■ Texte extrait:
========================

Audition de Son Exc. M. Mamuka Kudava, ambassadeur de Géorgie en France
La séance est ouverte à seize heures quinze
Le Président Axel Poniatowski. Je remercie l’ambassadeur pour sa venue, et je voudrais rappeler les principales étapes de sa carrière diplomatique, qui l’a conduit à occuper le poste de premier vice-ministre de la défense de Géorgie, avant de devenir ambassadeur en France, mais aussi auprès de l’UNESCO et chargé du Portugal. Les membres de la commission des affaires étrangères, qui ont eu l’occasion d’entendre le chargé d’affaires russe, M. Yakovlev, le 30 septembre, sont très préoccupés par la situation en Géorgie et très intéressés par l’analyse que l’ambassadeur en fait.
M. Mamuka Kudava, ambassadeur de Géorgie en France. Je remercie le Président de l’occasion qui m’est offerte de m’exprimer sur les récents événements dans mon pays et à proximité immédiate de celui-ci. Aujourd’hui 1er octobre est une date importante pour la Géorgie et pour l’Europe puisque c’est le jour où sont déployés les observateurs de l’Union européenne en Géorgie. L’Union européenne s’implique ainsi pour la première fois directement dans cette région du monde. C’est aussi la première fois que l’Union européenne apparaît unie face à une crise internationale de grande ampleur et fait preuve de fermeté quant à l’application des accords négociés par le Président Nicolas Sarkozy.
Depuis qu’elle a retrouvé l’indépendance en 1991, la Géorgie considère l’Europe comme sa famille : elle partage les valeurs et l’histoire de l’Europe et éprouve un sentiment d’appartenance culturelle et politique à la famille européenne. Là est l’origine des problèmes actuels, la Géorgie étant située dans une zone qui, sans être encore partie intégrante de l’Europe, refuse de continuer à faire partie de l’espace post-soviétique. Ce n’est pas trahir un secret que d’affirmer que la Géorgie et l’Ukraine veulent « divorcer » de cet espace. La guerre froide est certes finie depuis dix-huit ans mais le Caucase n’éprouve pas de sentiment de sécurité et de stabilité à cause de sa situation dans la zone grise située entre la Russie et l’Union européenne.

========================

■ Données fournies:
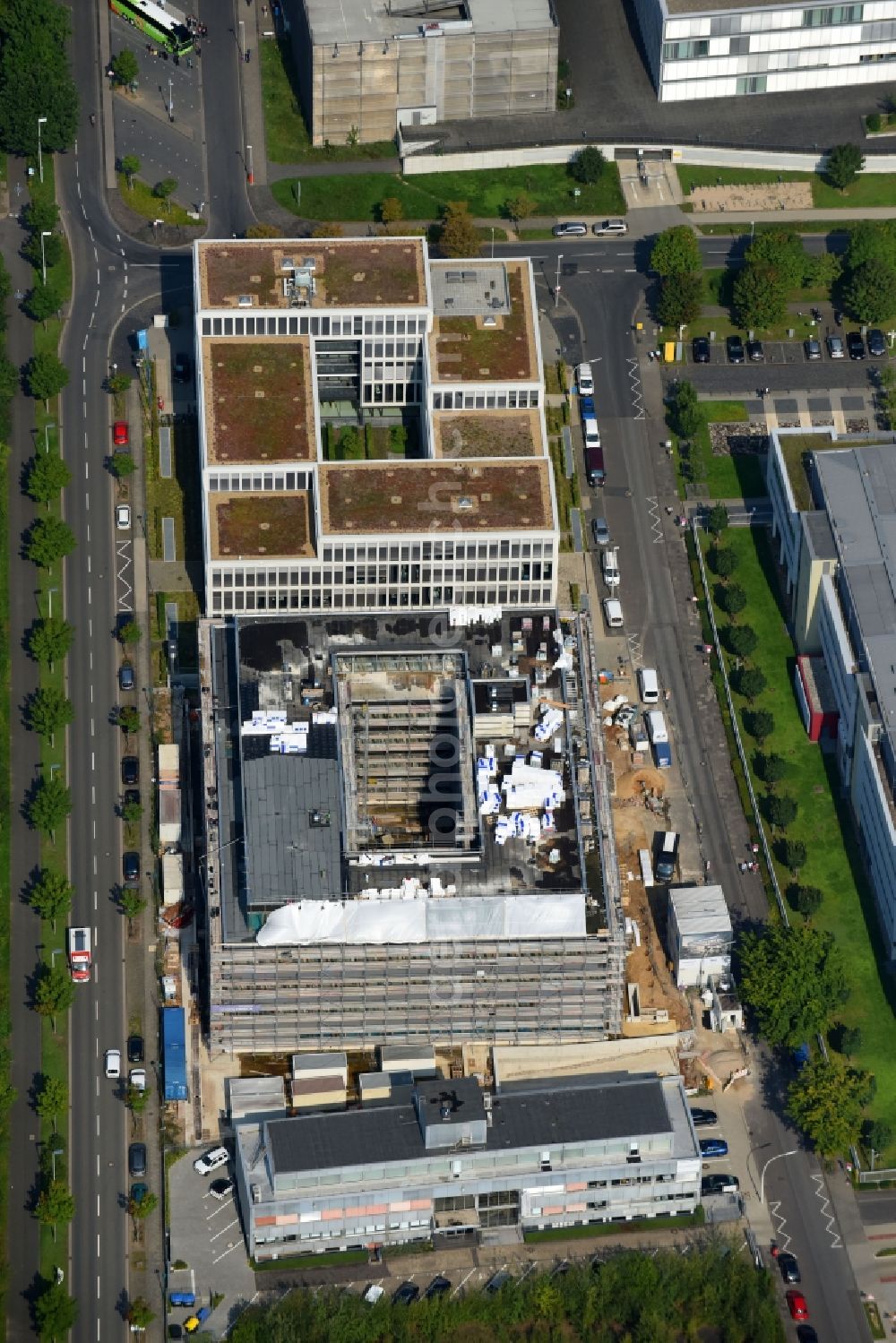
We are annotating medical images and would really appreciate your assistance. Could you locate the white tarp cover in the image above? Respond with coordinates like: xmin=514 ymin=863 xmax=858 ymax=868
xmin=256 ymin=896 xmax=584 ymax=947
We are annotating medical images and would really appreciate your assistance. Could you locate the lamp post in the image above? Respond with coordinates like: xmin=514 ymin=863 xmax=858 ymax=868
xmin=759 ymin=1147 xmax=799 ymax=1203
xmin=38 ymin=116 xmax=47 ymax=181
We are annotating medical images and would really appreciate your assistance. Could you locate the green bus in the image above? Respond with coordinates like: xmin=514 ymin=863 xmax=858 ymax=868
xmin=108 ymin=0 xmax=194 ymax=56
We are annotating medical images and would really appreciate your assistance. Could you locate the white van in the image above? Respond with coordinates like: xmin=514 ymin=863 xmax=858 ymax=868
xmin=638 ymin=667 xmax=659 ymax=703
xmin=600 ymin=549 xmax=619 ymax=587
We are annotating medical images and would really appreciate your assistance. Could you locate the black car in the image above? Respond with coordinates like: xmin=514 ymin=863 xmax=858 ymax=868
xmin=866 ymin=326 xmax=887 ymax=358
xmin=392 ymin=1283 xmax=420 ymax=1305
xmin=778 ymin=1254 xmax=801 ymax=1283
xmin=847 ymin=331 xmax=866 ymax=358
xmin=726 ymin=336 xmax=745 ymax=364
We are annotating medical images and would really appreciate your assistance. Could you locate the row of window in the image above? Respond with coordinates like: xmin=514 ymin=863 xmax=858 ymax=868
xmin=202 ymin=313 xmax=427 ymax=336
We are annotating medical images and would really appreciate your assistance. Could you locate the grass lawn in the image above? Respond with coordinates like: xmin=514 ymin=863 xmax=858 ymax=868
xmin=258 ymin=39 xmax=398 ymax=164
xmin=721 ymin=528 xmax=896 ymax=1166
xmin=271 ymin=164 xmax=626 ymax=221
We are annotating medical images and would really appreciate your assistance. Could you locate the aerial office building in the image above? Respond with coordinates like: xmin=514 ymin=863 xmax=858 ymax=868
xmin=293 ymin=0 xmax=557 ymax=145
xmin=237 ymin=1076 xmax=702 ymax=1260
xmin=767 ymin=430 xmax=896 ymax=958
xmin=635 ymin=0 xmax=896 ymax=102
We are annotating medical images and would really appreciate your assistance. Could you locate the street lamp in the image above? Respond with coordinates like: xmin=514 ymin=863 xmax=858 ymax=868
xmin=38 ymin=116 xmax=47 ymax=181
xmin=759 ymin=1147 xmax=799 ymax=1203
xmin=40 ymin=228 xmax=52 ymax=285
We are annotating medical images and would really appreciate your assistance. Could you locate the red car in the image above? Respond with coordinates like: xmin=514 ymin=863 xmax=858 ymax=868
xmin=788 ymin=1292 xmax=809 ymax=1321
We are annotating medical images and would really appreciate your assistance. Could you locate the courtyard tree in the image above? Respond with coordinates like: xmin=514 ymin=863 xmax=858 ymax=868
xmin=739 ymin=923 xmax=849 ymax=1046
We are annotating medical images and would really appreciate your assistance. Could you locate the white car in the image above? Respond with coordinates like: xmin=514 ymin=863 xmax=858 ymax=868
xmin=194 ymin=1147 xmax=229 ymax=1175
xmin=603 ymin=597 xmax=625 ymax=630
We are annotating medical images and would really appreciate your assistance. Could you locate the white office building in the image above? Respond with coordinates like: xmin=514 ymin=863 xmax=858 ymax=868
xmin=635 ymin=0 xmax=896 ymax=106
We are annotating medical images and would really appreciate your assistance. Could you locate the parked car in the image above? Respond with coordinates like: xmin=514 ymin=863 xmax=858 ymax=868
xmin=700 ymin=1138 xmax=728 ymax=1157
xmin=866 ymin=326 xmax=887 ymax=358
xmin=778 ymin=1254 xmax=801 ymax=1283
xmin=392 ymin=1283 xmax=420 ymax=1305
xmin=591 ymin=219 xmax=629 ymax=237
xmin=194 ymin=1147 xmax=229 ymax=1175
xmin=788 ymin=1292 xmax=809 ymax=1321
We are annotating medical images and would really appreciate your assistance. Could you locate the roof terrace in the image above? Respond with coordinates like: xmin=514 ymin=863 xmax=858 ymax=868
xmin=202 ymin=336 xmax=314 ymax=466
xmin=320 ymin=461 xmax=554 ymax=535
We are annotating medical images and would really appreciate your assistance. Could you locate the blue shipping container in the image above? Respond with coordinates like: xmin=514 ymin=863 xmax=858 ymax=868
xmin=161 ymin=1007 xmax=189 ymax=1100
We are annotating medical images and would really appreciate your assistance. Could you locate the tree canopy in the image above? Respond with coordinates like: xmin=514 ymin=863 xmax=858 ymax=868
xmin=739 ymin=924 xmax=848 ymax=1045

========================

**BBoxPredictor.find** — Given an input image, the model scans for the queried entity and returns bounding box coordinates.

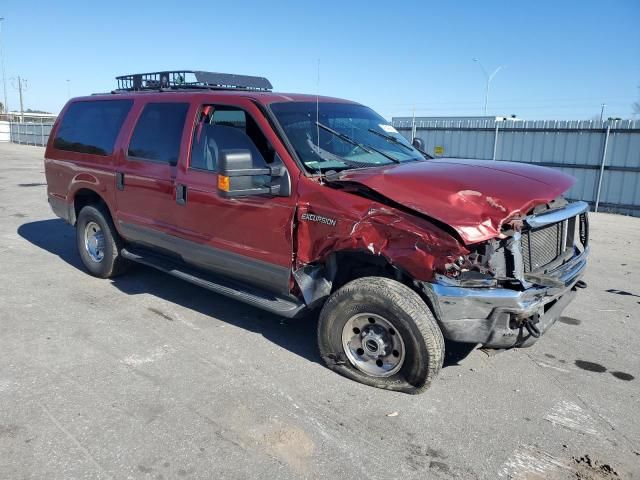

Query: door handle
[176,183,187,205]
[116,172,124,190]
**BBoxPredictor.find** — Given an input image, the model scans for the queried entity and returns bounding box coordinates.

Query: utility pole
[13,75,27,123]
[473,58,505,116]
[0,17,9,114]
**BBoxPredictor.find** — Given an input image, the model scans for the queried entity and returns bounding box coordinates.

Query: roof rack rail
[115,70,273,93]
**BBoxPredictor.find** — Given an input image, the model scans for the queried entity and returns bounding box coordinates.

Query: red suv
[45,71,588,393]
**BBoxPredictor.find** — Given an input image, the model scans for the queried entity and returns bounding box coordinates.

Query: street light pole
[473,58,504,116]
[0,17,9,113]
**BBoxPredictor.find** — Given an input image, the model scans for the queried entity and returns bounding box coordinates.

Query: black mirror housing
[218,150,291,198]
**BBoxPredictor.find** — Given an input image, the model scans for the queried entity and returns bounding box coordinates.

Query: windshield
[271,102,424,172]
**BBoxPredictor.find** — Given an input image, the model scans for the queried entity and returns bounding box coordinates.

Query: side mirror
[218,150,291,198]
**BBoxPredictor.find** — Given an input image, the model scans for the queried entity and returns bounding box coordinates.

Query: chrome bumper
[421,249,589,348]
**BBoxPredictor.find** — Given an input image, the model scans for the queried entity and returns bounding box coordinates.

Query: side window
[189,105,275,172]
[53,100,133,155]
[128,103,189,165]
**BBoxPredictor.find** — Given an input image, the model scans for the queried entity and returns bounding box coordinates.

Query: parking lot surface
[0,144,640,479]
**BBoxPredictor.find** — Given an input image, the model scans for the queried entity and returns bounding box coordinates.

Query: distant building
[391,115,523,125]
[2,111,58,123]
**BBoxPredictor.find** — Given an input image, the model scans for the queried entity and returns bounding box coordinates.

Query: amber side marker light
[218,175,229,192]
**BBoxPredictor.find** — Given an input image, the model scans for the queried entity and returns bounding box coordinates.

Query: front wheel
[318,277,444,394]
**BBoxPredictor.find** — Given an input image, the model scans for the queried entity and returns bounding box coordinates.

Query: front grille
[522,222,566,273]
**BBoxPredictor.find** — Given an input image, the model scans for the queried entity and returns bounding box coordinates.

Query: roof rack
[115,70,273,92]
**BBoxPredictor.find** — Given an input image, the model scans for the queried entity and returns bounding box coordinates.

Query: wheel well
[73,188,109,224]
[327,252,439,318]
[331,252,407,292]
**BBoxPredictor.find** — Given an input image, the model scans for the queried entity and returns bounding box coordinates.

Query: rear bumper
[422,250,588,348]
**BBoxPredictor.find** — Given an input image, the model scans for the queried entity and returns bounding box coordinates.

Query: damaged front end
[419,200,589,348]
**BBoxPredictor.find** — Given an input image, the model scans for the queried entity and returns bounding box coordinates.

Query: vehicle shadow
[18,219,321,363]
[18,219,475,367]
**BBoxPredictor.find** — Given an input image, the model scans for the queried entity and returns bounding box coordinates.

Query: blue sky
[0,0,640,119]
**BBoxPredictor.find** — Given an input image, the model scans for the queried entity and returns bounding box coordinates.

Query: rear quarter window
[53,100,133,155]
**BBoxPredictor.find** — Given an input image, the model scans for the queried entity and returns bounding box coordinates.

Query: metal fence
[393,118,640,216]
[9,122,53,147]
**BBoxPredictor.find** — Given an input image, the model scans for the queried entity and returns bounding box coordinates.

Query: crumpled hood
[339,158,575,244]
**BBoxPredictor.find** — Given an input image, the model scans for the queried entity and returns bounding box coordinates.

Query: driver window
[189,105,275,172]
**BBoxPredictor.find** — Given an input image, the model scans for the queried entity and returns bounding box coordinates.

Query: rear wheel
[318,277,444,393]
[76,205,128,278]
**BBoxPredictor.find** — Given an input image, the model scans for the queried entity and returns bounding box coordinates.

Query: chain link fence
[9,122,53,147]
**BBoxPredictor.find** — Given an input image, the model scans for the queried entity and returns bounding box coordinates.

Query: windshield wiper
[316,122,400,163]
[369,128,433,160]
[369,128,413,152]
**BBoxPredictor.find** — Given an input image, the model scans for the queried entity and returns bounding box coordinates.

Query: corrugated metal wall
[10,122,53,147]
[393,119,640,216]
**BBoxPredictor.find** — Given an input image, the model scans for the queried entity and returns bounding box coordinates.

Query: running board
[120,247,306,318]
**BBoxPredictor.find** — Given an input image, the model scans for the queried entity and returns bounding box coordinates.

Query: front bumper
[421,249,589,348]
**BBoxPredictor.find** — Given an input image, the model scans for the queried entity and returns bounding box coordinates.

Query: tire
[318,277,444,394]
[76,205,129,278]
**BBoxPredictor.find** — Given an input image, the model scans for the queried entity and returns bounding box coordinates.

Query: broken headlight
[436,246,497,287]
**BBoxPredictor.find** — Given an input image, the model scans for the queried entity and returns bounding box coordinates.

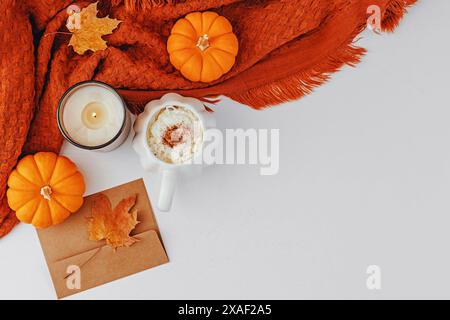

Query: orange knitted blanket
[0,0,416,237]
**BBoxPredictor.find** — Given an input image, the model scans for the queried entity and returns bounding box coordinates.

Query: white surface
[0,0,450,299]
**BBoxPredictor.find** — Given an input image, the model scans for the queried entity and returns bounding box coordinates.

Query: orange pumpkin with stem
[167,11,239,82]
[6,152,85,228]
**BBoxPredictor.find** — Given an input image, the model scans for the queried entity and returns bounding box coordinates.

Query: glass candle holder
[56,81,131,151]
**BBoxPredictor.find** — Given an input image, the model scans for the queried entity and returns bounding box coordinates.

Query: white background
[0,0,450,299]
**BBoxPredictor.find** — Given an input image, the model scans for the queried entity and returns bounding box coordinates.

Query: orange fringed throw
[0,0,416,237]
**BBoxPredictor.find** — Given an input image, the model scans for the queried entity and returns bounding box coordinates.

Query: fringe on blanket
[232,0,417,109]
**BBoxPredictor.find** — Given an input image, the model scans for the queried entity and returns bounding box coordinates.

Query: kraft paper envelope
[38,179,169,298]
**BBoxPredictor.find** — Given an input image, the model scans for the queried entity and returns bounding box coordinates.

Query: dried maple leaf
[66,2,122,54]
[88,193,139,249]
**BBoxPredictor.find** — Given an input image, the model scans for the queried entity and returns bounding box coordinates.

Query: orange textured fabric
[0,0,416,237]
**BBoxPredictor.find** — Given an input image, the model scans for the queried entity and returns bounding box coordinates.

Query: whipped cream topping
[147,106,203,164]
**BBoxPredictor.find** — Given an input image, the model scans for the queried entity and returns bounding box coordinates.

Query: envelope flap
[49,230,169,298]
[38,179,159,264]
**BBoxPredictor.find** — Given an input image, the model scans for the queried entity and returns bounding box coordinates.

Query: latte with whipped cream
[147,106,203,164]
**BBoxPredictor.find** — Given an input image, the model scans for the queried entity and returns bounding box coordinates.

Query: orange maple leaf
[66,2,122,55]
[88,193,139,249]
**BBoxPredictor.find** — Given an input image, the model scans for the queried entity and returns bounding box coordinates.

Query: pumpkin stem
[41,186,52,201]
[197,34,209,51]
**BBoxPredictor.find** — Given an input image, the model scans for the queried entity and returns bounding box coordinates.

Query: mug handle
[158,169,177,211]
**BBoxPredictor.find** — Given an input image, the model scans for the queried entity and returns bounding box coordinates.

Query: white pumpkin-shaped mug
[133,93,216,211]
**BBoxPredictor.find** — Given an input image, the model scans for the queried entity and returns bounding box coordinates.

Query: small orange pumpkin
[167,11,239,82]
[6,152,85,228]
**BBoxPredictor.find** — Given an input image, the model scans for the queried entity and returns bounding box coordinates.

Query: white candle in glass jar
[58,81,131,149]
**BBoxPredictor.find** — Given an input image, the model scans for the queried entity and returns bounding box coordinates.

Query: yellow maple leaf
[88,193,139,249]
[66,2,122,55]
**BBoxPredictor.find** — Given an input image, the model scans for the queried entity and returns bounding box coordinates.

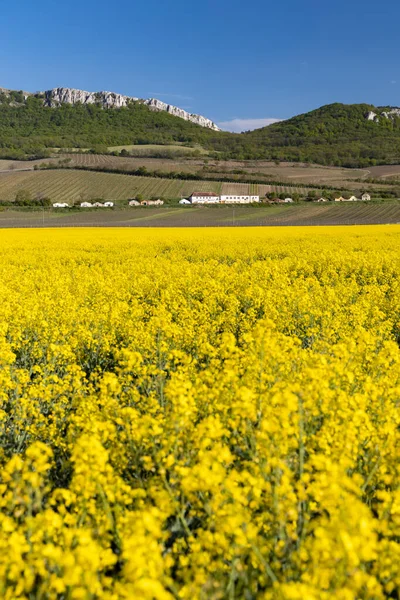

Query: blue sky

========================

■ Consigne 1:
Mettez à jour le passage du texte extrait allant de « Audition de Son » jusqu'à « l’ambassadeur en fait. », en remplaçant « commission des affaires étrangères » par « commission de la défense nationale ».
■ Consigne 2:
D'après le texte extrait, qu'est-ce qui a lieu en Géorgie le 1er octobre, selon l'ambassadeur ?

■ Réponse correcte 1:
Audition de Son Exc. M. Mamuka Kudava, ambassadeur de Géorgie en France
La séance est ouverte à seize heures quinze
Le Président Axel Poniatowski. Je remercie l’ambassadeur pour sa venue, et je voudrais rappeler les principales étapes de sa carrière diplomatique, qui l’a conduit à occuper le poste de premier vice-ministre de la défense de Géorgie, avant de devenir ambassadeur en France, mais aussi auprès de l’UNESCO et chargé du Portugal. Les membres de la commission de la défense nationale, qui ont eu l’occasion d’entendre le chargé d’affaires russe, M. Yakovlev, le 30 septembre, sont très préoccupés par la situation en Géorgie et très intéressés par l’analyse que l’ambassadeur en fait.

■ Réponse correcte 2:
Les observateurs de l'Union européenne y sont déployés.